• _Task to complete_: Your task is to write out the lines from the line containing "Category: bridge tower" through the last line of the material, exactly.

• _Provided records_:
※

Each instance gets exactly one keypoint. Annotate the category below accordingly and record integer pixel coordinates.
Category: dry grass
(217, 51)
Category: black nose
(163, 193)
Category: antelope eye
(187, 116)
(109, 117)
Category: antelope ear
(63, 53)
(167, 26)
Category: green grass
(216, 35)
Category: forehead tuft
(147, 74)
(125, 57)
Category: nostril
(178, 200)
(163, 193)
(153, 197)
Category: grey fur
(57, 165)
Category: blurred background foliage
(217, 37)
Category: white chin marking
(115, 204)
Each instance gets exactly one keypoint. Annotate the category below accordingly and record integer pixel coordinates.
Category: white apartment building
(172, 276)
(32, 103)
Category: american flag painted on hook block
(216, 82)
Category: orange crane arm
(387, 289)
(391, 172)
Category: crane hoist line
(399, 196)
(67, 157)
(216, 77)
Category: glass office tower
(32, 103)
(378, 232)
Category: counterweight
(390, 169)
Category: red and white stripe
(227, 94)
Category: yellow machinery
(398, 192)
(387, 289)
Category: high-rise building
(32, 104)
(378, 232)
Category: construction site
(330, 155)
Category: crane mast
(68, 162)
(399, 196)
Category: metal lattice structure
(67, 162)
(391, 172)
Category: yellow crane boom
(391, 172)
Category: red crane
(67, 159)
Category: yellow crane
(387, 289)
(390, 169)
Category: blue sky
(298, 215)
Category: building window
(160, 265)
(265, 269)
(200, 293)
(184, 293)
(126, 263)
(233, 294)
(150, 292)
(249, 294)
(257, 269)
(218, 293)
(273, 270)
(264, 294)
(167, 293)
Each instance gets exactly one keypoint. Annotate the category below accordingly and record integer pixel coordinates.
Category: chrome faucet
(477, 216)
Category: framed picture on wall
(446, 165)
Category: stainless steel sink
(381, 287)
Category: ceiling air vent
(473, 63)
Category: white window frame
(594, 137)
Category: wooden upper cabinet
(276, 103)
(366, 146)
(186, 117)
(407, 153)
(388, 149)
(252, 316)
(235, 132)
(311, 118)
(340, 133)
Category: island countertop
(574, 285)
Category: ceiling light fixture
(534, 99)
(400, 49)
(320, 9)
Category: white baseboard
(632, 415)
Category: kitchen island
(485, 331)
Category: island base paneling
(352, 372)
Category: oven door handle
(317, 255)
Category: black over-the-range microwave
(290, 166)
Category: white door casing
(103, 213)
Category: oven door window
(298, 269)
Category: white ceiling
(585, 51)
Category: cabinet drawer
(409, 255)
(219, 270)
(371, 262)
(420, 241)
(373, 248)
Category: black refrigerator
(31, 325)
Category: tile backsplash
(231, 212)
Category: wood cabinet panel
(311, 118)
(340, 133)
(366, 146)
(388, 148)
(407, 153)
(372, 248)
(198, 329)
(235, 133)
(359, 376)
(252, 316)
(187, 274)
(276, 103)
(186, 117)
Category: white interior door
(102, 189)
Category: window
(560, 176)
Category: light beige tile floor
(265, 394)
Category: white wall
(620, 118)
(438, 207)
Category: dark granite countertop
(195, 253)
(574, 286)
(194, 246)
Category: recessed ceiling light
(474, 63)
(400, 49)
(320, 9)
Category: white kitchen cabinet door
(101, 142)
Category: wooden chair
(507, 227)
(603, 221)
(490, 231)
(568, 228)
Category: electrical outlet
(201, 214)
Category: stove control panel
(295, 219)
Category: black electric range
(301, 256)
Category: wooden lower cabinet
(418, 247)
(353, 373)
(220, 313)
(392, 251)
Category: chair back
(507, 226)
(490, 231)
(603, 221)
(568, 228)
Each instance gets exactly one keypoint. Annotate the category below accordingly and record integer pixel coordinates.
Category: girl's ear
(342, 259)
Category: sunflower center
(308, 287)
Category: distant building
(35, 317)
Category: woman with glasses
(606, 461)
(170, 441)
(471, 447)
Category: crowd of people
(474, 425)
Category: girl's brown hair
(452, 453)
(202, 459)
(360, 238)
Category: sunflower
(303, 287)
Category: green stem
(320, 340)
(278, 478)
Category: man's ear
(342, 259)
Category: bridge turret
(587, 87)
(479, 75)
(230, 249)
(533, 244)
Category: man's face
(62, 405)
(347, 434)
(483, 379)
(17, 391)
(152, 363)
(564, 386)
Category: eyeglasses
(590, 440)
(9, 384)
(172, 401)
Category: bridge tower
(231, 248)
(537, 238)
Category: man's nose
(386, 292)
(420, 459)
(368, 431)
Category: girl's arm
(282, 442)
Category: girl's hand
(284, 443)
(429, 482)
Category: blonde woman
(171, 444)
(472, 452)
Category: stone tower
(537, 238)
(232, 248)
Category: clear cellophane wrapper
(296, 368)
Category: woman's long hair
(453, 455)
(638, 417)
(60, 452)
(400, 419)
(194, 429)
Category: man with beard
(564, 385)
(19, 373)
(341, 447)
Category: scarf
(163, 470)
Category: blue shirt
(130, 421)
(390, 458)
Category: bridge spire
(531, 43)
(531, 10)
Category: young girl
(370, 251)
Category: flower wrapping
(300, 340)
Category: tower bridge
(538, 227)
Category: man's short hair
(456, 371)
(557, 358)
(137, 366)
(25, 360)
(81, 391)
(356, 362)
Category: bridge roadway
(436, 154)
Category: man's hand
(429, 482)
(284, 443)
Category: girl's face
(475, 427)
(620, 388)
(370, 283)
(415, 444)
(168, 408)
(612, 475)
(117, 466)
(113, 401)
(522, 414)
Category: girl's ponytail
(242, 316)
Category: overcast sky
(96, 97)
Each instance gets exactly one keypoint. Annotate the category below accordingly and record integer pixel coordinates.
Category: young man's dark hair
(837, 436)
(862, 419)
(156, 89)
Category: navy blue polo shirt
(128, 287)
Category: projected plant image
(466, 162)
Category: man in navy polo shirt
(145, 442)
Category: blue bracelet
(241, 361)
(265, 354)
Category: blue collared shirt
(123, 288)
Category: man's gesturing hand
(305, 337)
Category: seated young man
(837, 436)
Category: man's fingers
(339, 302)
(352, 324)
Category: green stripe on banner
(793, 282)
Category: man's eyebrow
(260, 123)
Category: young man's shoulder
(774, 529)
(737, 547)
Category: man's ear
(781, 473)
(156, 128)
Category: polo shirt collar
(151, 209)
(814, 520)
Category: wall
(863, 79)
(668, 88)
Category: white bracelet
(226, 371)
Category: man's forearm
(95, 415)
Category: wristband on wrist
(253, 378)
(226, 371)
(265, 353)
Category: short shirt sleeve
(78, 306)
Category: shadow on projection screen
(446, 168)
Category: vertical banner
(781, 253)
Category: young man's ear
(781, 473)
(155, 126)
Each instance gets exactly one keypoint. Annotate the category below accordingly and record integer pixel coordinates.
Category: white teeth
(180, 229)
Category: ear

※

• _Task result_:
Category: bridge tower
(231, 248)
(537, 238)
Category: man's nose
(386, 292)
(420, 459)
(368, 431)
Category: girl's arm
(282, 442)
Category: girl's hand
(284, 443)
(429, 482)
Category: blonde woman
(171, 444)
(472, 452)
Category: stone tower
(537, 238)
(232, 248)
Category: clear cellophane wrapper
(296, 368)
Category: woman's long hair
(453, 455)
(638, 417)
(60, 452)
(400, 419)
(194, 429)
Category: man with beard
(564, 385)
(19, 373)
(341, 447)
Category: scarf
(163, 470)
Category: blue shirt
(130, 421)
(390, 458)
Category: bridge spire
(531, 43)
(531, 10)
Category: young girl
(370, 251)
Category: flower wrapping
(300, 340)
Category: tower bridge
(538, 227)
Category: man's short hair
(456, 371)
(557, 358)
(137, 366)
(25, 360)
(81, 391)
(356, 362)
Category: bridge roadway
(436, 154)
Category: man's hand
(429, 482)
(284, 443)
Category: girl's face
(475, 427)
(620, 388)
(370, 283)
(415, 444)
(168, 408)
(612, 475)
(117, 466)
(113, 401)
(522, 414)
Category: girl's ponytail
(242, 316)
Category: overcast sky
(96, 97)
Each instance gets exactly one keypoint. Annotate the category below accordingly and record integer pixel coordinates.
Category: young man's dark hair
(837, 436)
(862, 419)
(156, 89)
Category: navy blue polo shirt
(128, 287)
Category: projected plant image
(466, 162)
Category: man in navy polo shirt
(145, 442)
Category: blue bracelet
(241, 361)
(265, 354)
Category: blue collared shirt
(123, 288)
Category: man's gesturing hand
(305, 337)
Category: seated young man
(837, 436)
Category: man's fingers
(339, 302)
(352, 324)
Category: green stripe on banner
(793, 282)
Category: man's eyebrow
(260, 123)
Category: young man's shoulder
(774, 529)
(737, 547)
Category: man's ear
(781, 473)
(156, 128)
Category: polo shirt collar
(151, 209)
(814, 520)
Category: wall
(863, 79)
(668, 88)
Category: white bracelet
(226, 371)
Category: man's forearm
(95, 415)
Category: wristband on wrist
(253, 378)
(226, 371)
(265, 353)
Category: short shirt sleeve
(78, 306)
Category: shadow on projection screen
(446, 168)
Category: vertical banner
(781, 253)
Category: young man's ear
(781, 473)
(155, 126)
Each instance gets exactly one keypoint. Annotate the category below accordingly and record integer pixel coordinates.
Category: white teeth
(180, 229)
Category: ear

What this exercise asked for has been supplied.